§ **WRITTEN INSTRUCTION**: Extract the listing below in full, unchanged.

----------

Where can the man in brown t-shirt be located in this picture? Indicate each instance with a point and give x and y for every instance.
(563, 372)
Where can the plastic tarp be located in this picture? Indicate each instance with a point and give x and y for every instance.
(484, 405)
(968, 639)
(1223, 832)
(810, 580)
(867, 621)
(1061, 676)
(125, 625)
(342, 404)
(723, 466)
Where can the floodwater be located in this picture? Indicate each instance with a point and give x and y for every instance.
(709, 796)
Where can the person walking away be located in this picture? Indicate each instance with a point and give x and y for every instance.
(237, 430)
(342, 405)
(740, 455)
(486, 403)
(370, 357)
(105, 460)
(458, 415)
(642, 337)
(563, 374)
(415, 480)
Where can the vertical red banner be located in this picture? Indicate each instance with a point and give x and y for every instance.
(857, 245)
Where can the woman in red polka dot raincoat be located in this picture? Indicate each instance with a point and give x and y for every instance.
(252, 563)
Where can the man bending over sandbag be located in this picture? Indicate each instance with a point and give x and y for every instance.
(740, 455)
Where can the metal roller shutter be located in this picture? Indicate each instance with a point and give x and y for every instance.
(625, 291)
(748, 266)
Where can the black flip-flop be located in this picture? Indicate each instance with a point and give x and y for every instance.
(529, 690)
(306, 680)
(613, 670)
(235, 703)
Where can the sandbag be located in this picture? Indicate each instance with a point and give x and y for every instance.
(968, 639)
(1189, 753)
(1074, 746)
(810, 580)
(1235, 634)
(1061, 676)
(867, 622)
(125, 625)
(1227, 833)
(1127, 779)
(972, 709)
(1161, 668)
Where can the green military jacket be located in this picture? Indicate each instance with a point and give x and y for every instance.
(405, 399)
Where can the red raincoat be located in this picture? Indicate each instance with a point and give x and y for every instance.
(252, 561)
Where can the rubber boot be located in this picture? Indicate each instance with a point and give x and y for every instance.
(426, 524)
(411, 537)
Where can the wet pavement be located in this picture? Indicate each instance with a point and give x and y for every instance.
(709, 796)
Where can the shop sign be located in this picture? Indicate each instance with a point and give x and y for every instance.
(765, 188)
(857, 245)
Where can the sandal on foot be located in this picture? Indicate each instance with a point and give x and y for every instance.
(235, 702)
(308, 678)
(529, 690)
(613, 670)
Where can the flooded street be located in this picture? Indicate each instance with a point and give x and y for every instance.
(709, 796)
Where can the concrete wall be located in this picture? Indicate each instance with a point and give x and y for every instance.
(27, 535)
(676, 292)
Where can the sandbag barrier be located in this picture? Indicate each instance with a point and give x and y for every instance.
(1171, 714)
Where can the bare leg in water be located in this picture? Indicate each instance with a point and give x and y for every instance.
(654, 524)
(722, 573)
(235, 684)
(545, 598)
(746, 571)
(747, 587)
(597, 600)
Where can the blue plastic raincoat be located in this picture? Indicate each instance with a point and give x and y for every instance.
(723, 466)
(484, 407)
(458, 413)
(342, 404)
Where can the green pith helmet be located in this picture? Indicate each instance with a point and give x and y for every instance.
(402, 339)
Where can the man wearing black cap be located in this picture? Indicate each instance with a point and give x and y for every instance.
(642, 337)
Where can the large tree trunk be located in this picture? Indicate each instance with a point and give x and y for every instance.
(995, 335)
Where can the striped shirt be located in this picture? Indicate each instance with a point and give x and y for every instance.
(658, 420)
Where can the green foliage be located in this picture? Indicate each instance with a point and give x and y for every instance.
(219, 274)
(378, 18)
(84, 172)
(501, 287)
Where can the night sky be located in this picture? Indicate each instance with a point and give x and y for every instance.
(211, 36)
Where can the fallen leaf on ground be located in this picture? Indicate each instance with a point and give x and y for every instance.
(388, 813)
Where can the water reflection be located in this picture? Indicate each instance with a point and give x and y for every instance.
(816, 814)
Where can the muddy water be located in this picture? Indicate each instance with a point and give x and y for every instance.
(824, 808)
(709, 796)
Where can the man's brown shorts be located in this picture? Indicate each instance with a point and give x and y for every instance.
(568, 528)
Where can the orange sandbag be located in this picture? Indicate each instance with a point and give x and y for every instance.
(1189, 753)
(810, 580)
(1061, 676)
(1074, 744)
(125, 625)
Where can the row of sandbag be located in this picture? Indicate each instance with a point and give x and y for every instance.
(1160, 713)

----------

§ **SOLUTION TO THE PROBLEM**:
Where can the man in brown t-shirt be located in this picture? Indicate each instance with a point and give x and y for every instance.
(563, 372)
Where can the plastic tarp be located in this picture? Indicate each instance with a point and give x and y for every instance.
(484, 405)
(968, 639)
(1223, 832)
(810, 580)
(867, 621)
(1061, 676)
(125, 625)
(342, 404)
(723, 466)
Where can the floodwater be located in this picture? Indicate each instance with a point and give x and y for every instance.
(709, 796)
Where can the person walking away be located in this picture? Indicate each instance with a point and give x and y for every instance.
(237, 430)
(342, 405)
(740, 455)
(486, 403)
(370, 357)
(105, 460)
(458, 415)
(642, 337)
(563, 374)
(415, 480)
Where can the vertical red banner be located in this picture? Indicate each instance with a point and give x and y for every instance.
(857, 245)
Where can the woman in red polka dot raincoat be located in this picture? Indicate each instance with a point and give x and y for every instance.
(252, 563)
Where can the man bending over sandbag be located in this picture? Indicate each instance with a point and give x and y for every instance.
(740, 455)
Where can the metal roller shutter be located in this picture? Indicate each instance with a point and give x and y for every instance.
(625, 291)
(748, 266)
Where can the black flip-flop be located in this picture? Indicate each instance with a point and give x and y for every instance.
(529, 690)
(306, 680)
(613, 670)
(235, 703)
Where can the sandbag be located in this picture? Indicate each instance with a point and give x and y for every instance.
(968, 639)
(1189, 753)
(1074, 746)
(810, 580)
(1235, 634)
(1061, 676)
(867, 622)
(125, 625)
(1227, 833)
(1127, 779)
(972, 709)
(1161, 668)
Where can the green military jacket be located in this picture? Indicate each instance with a point and give x and y for every instance.
(405, 399)
Where can the red raincoat be located in this picture? Indicate each instance with a point and give x and y for every instance.
(252, 561)
Where can the rubber boot be located in this picture? Indicate each instance with a point and give x and y for every instance.
(426, 524)
(411, 537)
Where can the wet pavement be located in this picture? Indicate each instance with a point and give x and y for every instance.
(709, 796)
Where can the shop sign be located in this picture? Indicate each instance with a point and give x and y for every instance.
(765, 188)
(857, 245)
Where can the sandal on foot be located in this picture? Indicate each instance with a point and give x and y for every instance.
(235, 702)
(308, 678)
(529, 690)
(613, 670)
Where can the flooded street be located in this picture? Indicate each instance with a point and give x and y for every instance.
(709, 796)
Where can the concrete wall be located in this picture? Indicate each instance with a point and give x and y for every instance.
(27, 535)
(676, 292)
Where can the sandbag barrier be located in this picture? Indicate each instance with a point and give x and y for every instance.
(1171, 714)
Where can the bare leg in water be located in this picture? Indicate each instance with a point and give x and y for every instance.
(654, 524)
(722, 573)
(235, 684)
(545, 598)
(746, 571)
(747, 587)
(597, 600)
Where can the blue plastic raincoat be located in this picture? Indicate each instance with a point and give x and y for every instance.
(723, 466)
(484, 407)
(458, 413)
(342, 404)
Where can the green pith helmet be located in this picture? Indicate each instance with a point and give x and y for every instance.
(402, 339)
Where can the man wearing black cap be located in this picture? Indicate each instance with a point and give x and y for every instance.
(642, 337)
Where can the large tree trunk be located in this picture? Indicate each instance with a point and give x and y for every instance.
(995, 335)
Where can the striped shirt be located in this picture? Indicate each instance with a point and give x and y for every instance.
(658, 420)
Where can the green foliage be located in this picture? Indicate each instance with a point and give x and y for every instance.
(219, 274)
(378, 18)
(84, 172)
(501, 287)
Where can the night sky be located in this picture? Indicate each instance with a point and give x and y for every instance.
(211, 36)
Where can the fallen leaf on ground be located in this picture? Indicate each instance with a point and give x and y for every instance.
(388, 813)
Where can the water reflection be located in this picture? Indicate each instance with a point and give x and y for every instance.
(816, 814)
Where can the muddy water be located in this picture? Indicate each instance with a point and give x and y for every instance.
(824, 808)
(709, 796)
Where can the man's brown shorts be located in this picture? Indicate each instance with a point and give x and y for every instance.
(568, 528)
Where can the orange sandbag be located in this picture? Indicate each instance with a point and give x and y for every instance.
(1189, 753)
(810, 580)
(1061, 676)
(1074, 744)
(125, 625)
Where can the row of sandbag be located in this picture? Indicate each instance with a point and give x and y for every instance.
(1160, 713)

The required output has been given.